Make Annotation File#

[make_annotation_files_ldscore]
parameter: score_column = 3
parameter: is_range = False # parameter to handle range expansion

import pandas as pd
import os

def adapt_file_path(file_path, reference_file):
    """
    Adapt a single file path based on its existence and a reference file's path.

    Args:
    - file_path (str): The file path to adapt.
    - reference_file (str): File path to use as a reference for adaptation.

    Returns:
    - str: Adapted file path.

    Raises:
    - FileNotFoundError: If no valid file path is found.
    """
    reference_path = os.path.dirname(reference_file)

    # Check if the file exists
    if os.path.isfile(file_path):
        return file_path

    # Check file name without path
    file_name = os.path.basename(file_path)
    if os.path.isfile(file_name):
        return file_name

    # Check file name in reference file's directory
    file_in_ref_dir = os.path.join(reference_path, file_name)
    if os.path.isfile(file_in_ref_dir):
        return file_in_ref_dir

    # Check original file path prefixed with reference file's directory
    file_prefixed = os.path.join(reference_path, file_path)
    if os.path.isfile(file_prefixed):
        return file_prefixed

    # If all checks fail, raise an error
    raise FileNotFoundError(f"No valid path found for file: {file_path}")


def adapt_file_path_all(df, column_name, reference_file):
    return df[column_name].apply(lambda x: adapt_file_path(x, reference_file))

# Process input files based on file type
if (str(annotation_file).endswith(('rds', 'tsv', 'txt')) and 
    str(reference_anno_file).endswith('annot.gz')):
    # Case 1: Direct file paths
    # joint tau: annotation_fills: rds/tsv/txt files separete with ","    
    if joint_tau:
        target_files = str(annotation_file).split(',')
        input_files = [[*target_files, reference_anno_file, genome_ref_file]]
    else:
        # single annotation
        input_files = [[annotation_file, reference_anno_file, genome_ref_file]]
    
    if len(chromosome) > 0:
        input_chroms = [int(x) for x in chromosome]
    else:
        input_chroms = [0]
else:
    # Case 2: Files with #id and cols starting with path columns
    target_files = pd.read_csv(annotation_file, sep="\t")

● ● ●

**Required actions:**
[1] Copy the annotation file script starting at "# Check file name in" and ending at "file_prefixed = os.path.join(reference_path, file_path)", swapping "reference_path" for "ref_dir".
[2] According to the annotation file script, why is annotation_file split on commas when joint_tau is true?

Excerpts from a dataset
● ● ●

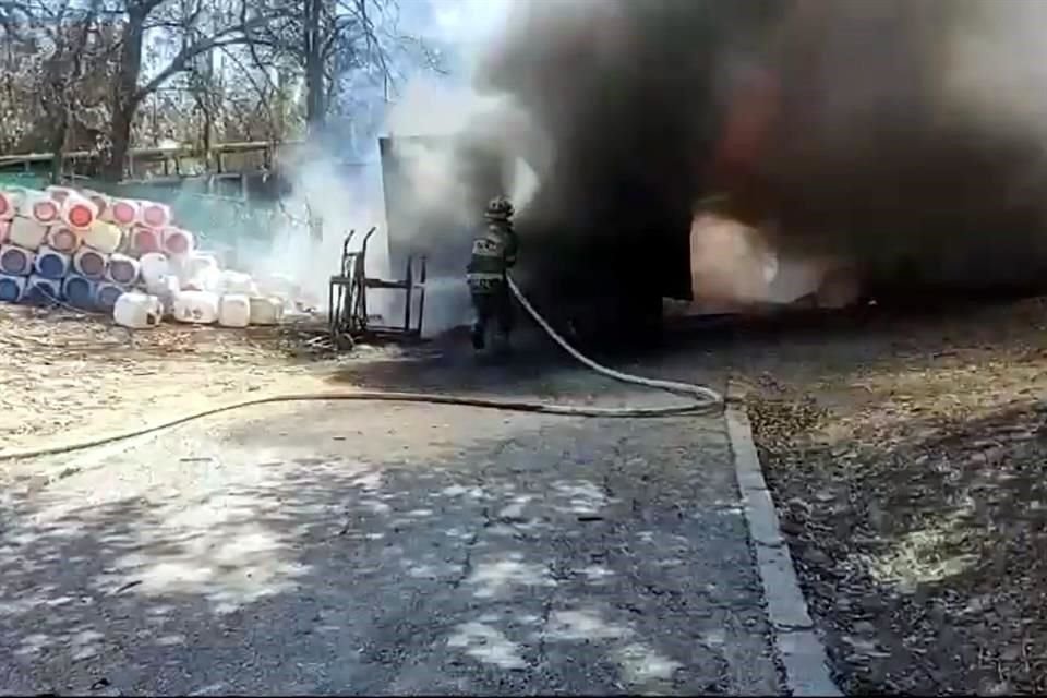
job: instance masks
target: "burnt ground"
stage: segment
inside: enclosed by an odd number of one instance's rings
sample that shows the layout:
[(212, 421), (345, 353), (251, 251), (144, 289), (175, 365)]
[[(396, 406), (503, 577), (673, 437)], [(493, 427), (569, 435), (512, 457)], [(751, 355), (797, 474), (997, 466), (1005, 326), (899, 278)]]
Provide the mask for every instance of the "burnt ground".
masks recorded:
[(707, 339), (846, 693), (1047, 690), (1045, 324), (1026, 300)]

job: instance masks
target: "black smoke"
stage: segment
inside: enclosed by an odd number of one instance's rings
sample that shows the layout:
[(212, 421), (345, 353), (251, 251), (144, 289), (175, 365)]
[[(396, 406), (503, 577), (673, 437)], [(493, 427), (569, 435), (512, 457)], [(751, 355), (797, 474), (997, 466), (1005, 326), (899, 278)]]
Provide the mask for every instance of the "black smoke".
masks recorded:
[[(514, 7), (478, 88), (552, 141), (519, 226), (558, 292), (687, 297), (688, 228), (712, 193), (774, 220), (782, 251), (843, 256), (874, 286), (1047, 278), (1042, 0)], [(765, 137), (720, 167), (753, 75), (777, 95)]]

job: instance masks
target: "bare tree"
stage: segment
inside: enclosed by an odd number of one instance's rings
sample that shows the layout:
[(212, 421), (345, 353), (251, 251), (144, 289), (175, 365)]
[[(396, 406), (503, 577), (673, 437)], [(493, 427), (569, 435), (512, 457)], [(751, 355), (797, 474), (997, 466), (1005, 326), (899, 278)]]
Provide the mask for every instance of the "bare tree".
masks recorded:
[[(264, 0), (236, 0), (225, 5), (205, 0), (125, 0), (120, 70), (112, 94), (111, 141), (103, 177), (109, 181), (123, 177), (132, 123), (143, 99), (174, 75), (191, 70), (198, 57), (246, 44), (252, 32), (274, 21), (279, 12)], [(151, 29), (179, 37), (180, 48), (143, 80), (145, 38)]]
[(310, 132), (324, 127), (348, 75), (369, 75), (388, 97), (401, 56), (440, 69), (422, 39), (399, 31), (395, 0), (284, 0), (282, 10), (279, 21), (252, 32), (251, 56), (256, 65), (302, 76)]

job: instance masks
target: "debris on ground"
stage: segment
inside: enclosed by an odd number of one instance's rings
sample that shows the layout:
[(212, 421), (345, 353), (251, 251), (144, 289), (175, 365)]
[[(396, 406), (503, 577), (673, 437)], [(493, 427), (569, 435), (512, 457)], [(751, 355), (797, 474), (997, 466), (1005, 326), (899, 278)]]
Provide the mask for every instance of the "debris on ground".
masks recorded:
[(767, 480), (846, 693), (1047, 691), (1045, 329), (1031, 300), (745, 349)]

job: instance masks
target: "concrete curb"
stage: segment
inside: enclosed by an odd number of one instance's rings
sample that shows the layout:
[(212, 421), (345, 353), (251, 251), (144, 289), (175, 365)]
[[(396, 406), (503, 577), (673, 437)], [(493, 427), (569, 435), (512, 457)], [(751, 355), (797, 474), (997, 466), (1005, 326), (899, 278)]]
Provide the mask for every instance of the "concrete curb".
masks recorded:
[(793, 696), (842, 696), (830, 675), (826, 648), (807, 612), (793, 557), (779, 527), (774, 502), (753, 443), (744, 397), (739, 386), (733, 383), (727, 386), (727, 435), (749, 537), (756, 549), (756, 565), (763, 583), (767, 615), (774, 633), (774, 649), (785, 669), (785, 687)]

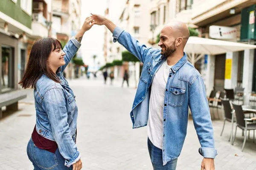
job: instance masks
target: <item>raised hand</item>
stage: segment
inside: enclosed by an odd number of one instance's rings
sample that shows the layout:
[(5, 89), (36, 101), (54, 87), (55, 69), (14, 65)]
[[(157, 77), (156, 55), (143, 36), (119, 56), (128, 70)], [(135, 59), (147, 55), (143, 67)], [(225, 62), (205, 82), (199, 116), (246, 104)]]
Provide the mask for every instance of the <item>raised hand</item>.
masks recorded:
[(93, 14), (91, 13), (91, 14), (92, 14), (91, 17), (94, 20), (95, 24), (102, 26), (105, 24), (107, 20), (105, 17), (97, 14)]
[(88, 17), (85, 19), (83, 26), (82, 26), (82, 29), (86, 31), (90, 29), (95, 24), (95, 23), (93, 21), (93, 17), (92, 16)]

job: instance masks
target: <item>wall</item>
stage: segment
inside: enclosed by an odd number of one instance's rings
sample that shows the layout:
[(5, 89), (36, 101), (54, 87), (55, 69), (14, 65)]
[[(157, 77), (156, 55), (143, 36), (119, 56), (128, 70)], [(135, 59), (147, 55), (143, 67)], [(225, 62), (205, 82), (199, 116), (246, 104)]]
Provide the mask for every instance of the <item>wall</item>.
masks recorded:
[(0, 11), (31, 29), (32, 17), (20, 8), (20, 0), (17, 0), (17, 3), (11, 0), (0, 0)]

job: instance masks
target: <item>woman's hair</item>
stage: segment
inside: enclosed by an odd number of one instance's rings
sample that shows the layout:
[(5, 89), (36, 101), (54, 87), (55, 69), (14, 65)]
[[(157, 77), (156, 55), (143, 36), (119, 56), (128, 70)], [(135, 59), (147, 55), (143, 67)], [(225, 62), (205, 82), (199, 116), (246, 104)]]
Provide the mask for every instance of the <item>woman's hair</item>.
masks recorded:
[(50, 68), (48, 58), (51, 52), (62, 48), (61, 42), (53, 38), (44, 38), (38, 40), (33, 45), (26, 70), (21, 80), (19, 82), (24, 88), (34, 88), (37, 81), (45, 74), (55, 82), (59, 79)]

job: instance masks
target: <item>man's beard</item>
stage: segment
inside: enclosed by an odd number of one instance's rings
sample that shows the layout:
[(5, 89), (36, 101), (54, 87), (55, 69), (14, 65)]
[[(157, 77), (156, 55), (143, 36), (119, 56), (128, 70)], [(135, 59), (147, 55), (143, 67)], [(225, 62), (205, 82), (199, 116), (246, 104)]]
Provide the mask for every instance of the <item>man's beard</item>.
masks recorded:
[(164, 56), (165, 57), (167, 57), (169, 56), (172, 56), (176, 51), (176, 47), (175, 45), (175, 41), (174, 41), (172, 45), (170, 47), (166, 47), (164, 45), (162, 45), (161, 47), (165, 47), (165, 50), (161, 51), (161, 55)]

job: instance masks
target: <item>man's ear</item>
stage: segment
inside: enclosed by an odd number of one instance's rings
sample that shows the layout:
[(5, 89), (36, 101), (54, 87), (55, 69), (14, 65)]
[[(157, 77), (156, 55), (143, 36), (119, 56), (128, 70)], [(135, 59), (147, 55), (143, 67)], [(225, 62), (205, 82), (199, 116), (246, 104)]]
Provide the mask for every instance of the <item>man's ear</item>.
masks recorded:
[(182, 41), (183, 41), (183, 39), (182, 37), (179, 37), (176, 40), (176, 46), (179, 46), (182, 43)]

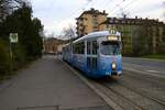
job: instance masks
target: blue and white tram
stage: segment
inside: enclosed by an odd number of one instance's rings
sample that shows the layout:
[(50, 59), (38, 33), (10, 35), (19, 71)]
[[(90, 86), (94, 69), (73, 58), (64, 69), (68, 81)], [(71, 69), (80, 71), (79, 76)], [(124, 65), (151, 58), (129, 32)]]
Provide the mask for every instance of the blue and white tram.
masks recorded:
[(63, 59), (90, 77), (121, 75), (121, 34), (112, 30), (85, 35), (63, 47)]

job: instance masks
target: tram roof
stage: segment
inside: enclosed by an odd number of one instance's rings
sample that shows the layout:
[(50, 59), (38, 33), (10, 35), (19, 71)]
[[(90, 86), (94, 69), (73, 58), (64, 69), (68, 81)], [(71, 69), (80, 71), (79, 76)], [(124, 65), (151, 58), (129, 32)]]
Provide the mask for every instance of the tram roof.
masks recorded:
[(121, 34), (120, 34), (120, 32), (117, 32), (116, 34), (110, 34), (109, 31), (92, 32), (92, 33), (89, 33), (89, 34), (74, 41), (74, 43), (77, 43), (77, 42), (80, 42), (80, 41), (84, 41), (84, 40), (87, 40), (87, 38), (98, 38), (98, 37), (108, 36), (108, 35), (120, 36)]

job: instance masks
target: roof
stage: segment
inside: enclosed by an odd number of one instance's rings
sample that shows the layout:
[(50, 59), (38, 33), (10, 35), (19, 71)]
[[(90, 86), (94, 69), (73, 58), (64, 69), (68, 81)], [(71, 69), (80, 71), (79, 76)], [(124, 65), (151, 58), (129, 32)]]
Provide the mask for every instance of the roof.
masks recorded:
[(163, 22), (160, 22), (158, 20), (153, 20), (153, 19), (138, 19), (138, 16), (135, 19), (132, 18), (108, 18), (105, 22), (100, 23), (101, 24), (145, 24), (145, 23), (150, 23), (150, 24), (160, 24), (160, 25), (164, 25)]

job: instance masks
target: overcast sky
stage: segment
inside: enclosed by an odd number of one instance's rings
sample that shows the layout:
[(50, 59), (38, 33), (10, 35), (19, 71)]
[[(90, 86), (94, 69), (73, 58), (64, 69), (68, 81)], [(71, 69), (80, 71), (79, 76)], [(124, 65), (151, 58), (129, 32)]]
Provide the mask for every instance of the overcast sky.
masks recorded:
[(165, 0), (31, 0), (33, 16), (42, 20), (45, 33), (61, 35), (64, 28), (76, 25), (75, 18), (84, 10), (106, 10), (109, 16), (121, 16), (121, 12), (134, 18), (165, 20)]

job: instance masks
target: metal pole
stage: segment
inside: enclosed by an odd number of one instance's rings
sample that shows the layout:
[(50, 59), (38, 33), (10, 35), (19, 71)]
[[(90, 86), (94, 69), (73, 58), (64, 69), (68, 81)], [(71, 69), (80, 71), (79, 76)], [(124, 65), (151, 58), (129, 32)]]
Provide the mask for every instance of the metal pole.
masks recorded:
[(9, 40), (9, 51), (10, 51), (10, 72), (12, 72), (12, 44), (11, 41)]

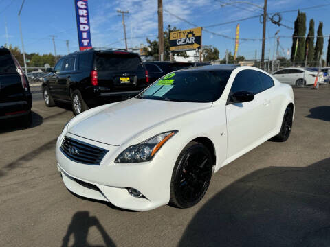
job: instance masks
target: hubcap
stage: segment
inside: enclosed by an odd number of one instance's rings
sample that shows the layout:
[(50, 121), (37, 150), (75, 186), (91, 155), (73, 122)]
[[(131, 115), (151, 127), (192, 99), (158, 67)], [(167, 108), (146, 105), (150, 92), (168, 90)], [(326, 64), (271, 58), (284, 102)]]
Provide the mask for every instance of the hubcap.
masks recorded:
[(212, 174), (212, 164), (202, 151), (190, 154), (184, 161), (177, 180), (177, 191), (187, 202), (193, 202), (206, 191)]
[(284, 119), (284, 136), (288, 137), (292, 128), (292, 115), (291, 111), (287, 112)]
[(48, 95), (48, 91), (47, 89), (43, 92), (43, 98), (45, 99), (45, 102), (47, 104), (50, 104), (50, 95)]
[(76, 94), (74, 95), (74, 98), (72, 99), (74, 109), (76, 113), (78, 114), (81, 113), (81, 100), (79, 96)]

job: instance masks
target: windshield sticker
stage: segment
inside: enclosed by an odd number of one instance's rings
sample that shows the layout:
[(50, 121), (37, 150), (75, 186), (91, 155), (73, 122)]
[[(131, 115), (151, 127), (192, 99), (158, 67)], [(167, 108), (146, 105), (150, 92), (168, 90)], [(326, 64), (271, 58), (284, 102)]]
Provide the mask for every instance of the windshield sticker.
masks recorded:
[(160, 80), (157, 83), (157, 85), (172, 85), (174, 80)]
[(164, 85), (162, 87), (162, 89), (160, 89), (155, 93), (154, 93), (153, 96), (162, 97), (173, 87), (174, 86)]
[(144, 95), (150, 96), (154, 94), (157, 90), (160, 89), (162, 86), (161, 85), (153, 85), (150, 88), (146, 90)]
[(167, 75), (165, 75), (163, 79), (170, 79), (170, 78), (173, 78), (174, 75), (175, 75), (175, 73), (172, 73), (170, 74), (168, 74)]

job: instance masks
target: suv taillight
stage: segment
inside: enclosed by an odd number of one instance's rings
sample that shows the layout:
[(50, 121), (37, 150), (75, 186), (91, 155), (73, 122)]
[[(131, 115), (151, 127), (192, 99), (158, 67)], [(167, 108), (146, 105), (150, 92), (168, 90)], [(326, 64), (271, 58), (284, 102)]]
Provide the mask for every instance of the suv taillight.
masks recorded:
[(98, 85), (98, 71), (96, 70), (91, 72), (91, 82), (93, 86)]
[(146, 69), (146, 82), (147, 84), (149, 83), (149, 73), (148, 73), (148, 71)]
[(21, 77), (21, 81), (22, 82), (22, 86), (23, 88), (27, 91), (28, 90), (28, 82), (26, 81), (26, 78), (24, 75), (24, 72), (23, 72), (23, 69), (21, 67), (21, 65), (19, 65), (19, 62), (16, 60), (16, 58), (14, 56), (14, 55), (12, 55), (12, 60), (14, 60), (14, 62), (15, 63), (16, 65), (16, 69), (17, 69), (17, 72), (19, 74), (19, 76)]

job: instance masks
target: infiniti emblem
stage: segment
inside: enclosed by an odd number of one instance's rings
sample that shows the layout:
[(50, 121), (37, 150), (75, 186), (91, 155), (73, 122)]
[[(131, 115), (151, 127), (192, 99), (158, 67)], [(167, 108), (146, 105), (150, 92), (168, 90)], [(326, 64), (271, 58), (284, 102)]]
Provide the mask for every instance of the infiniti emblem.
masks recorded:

● ● ●

**Exercise answers:**
[1]
# Check file name in reference file's directory
    file_in_ref_dir = os.path.join(ref_dir, file_name)
    if os.path.isfile(file_in_ref_dir):
        return file_in_ref_dir

    # Check original file path prefixed with reference file's directory
    file_prefixed = os.path.join(ref_dir, file_path)

[2] For joint tau, the annotation files are rds, tsv or txt files separated with ",". Splitting on commas gives the individual target files. These are then placed in input_files together with reference_anno_file and genome_ref_file.